- _WORK TO DO_
Please count the lines in the data below that contain the string "surface". Reply with the number alone.

- _RECORDED DATA_
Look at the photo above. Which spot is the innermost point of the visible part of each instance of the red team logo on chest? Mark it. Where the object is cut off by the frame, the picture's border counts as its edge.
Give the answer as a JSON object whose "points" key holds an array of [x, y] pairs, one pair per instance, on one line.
==
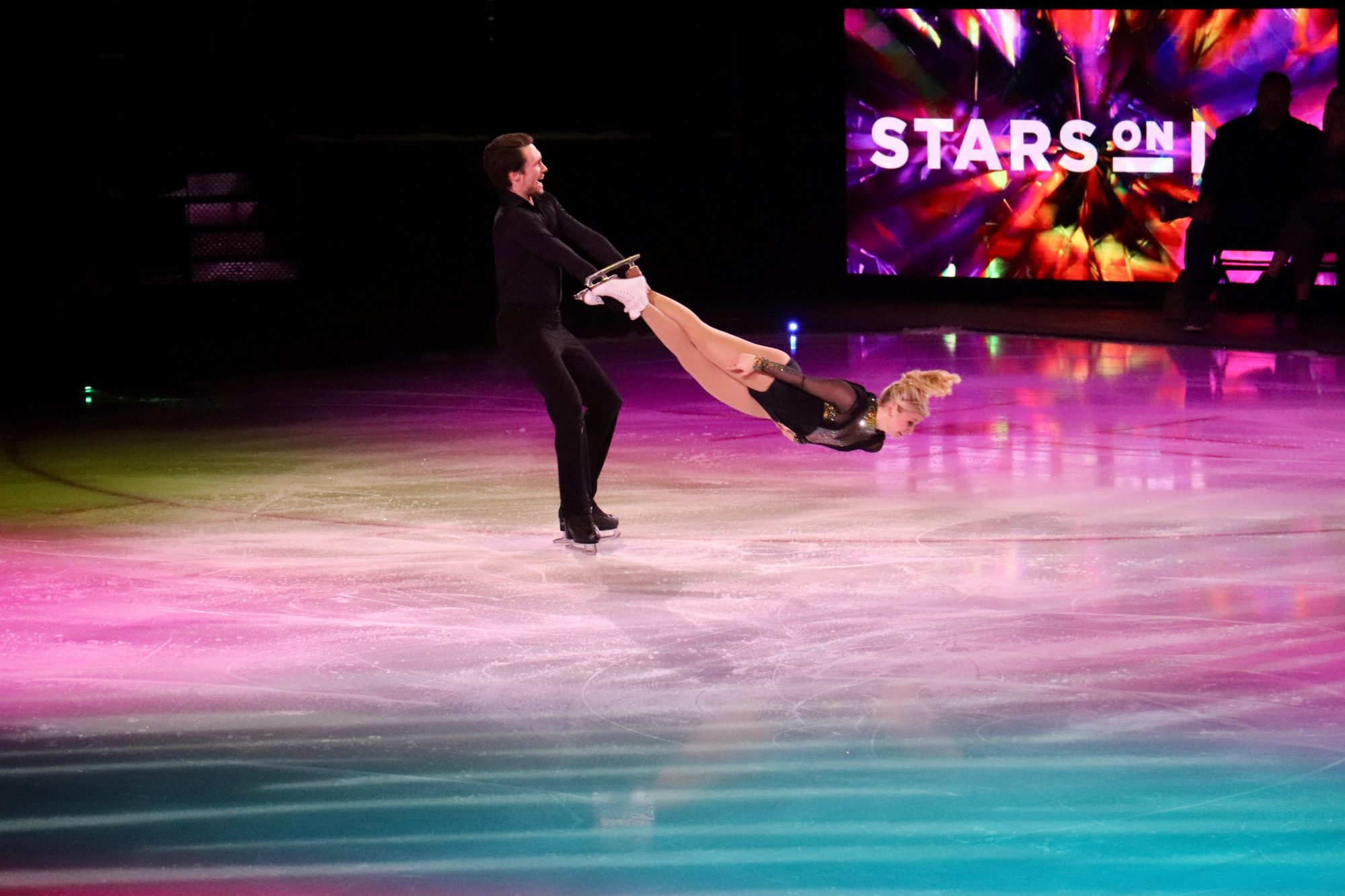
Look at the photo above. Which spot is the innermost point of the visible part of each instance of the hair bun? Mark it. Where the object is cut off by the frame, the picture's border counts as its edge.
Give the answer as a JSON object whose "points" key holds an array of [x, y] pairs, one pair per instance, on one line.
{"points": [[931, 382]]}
* * *
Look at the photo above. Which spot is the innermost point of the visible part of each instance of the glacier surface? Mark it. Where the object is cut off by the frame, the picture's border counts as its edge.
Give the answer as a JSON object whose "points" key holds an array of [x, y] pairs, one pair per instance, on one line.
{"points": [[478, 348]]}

- _RESULT FOR THIS EXERCISE_
1